### Available data

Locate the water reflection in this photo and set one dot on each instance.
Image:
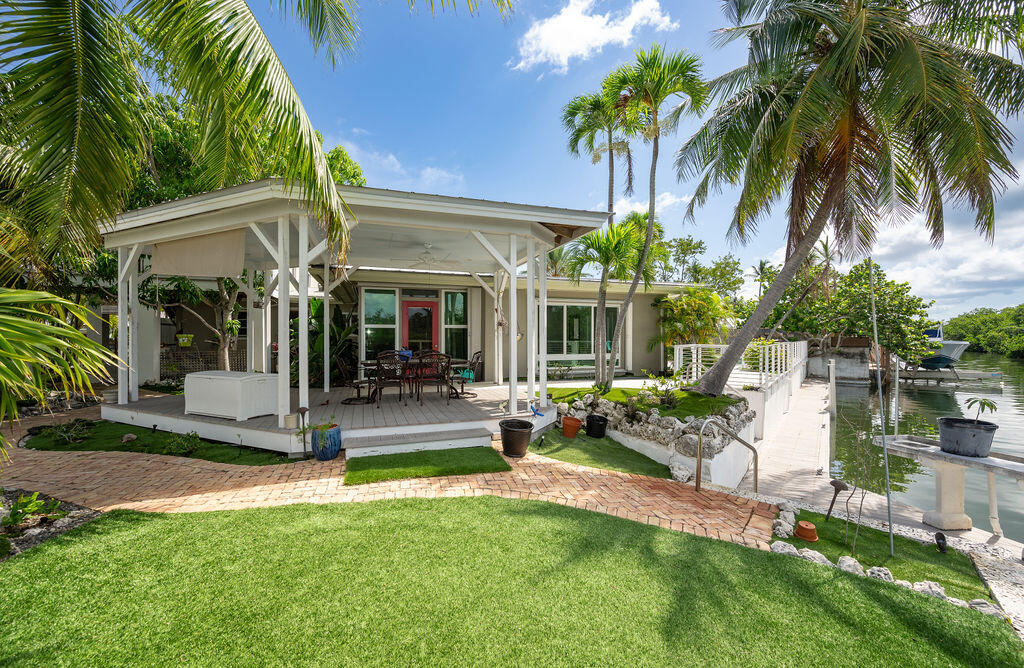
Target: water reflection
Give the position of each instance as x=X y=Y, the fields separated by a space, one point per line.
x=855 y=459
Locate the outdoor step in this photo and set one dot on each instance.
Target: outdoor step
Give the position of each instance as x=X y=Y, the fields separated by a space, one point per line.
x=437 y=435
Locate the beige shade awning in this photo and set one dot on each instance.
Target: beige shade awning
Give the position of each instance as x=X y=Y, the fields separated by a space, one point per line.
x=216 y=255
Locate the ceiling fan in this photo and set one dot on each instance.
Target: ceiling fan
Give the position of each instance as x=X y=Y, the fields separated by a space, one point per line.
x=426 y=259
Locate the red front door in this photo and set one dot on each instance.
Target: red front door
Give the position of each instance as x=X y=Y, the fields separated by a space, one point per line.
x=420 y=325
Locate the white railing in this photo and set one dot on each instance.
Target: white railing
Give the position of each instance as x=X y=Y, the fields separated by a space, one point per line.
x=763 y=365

######

→ Instructions to follow
Check each line above for the string "reflection" and copy the ones that have it.

→ Problem solution
Locate the water reflection in this photo and set one dot on each instance.
Target: water reflection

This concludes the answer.